▸ **TEXT TO READ**:
****************************************
Not only do teachers have to educate their students, they must be dedicated to constantly educating themselves as well, to stay up-to-date with current teaching practices and philosophies. There are many methods of professional development. One of the most fun and addicting is reading books for teachers. There are so many well-written books out there most with concrete strategies and motivational messages. Choosing the best of them might be hard, but below are some great books to help you get started.

Books for reading teachers

When wading through books for teachers, it is helpful to look for books that give concrete strategies to implement immediately in your classroom. Understanding the research is important for reading teachers to develop a rationale or philosophy of reading, but ultimately good books for teachers are action based. The following is a list of books that reading teachers have found motivating, useful and appropriate for all reading programs, districts and types of teachers:

  • The Book Whisperer by Donalyn Miller
  • Book Love by Penny Kittle
  • Reading with Meaning by Debbie Miller
  • The Art of Teaching Reading by Lucy Calkins
  • Reading Ladders by Teri Lesesne
  • Falling in Love with Close Reading by Chris Lehman

Books for classroom management

You can be the best reading teacher in the world, but that doesn't matter if your kids aren't listening or learning. You may have to read a few books to determine in the teaching strategies that work best for you and your classroom. The following books for teachers can help you develop a classroom management strategy and a philosophy of education:

  • The First Days of School by Harry and Rosemary Wong
  • The First Six Weeks of School by Responsive Classroom
  • The End of Molasses Classes by Ron Clark
  • Teach Like a Pirate by Dave Burgess
  • Whole Brain Teaching by Chris Biffle

Books for teachers who teach writing

Writing is a tool for thinking. When teaching students to read, reading teachers must consider how they will help students write about what they read. There are many books for teachers written to help do just that:

  • The Art of Teaching Writing by Lucy Calkins
  • The No-Nonsense Guide to Teaching Writing by Judy Davis and Sharon Hill
  • Talking, Drawing, Writing by Martha Horn and Mary Ellen Giacobbe
  • How's It Going? A Practical Guide to Conferring with Student Writers by Carl Anderson

The quality of an education can contribute directly to the success of a community. If teachers continue to strengthen their practice through reading books for teachers, they can make greater strides toward achieving academic success with their students. Besides that, reading is how teachers can learn about who they are and how they want to create their own classroom culture. It is an academic adventure with far-reaching benefits.
****************************************
▸ **LISTED RECORDS**:
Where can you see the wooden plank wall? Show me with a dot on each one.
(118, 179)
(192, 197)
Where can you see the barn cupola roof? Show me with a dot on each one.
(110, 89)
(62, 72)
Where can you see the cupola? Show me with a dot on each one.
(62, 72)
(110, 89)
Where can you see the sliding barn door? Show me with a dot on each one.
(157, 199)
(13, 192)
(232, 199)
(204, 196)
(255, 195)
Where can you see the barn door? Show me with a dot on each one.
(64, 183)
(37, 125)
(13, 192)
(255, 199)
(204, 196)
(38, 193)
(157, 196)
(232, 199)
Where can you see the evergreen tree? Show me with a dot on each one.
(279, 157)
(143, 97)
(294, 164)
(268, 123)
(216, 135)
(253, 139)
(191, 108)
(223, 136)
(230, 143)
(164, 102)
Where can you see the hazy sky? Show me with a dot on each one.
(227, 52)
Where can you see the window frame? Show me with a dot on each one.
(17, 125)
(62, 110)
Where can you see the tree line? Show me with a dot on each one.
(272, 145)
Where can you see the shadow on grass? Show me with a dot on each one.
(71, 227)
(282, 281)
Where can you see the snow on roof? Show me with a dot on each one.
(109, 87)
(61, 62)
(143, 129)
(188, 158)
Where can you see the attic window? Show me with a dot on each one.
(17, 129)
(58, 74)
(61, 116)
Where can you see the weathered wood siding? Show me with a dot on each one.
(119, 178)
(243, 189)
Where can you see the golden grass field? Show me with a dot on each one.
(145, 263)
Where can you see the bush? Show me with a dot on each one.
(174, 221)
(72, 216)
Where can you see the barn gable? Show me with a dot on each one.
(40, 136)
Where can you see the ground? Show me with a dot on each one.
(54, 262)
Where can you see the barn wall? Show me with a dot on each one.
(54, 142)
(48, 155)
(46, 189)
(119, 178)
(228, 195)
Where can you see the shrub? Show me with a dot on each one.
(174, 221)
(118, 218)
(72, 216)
****************************************
▸ **WHAT TO WORK ON**:
[A] Write out the passage from the books-for-teachers text, everything from "The quality of" down to "with far-reaching benefits.".
[B] Answer these questions using the books-for-teachers text:
(i) Who wrote Book Love?
(ii) What does the text say writing is?
(iii) Who is the author of The End of Molasses Classes?

▸ **RESULTS OF THE TASKS**:
[A]
The quality of an education can contribute directly to the success of a community. If teachers continue to strengthen their practice through reading books for teachers, they can make greater strides toward achieving academic success with their students. Besides that, reading is how teachers can learn about who they are and how they want to create their own classroom culture. It is an academic adventure with far-reaching benefits.

[B]
(i) Penny Kittle
(ii) A tool for thinking
(iii) Ron Clark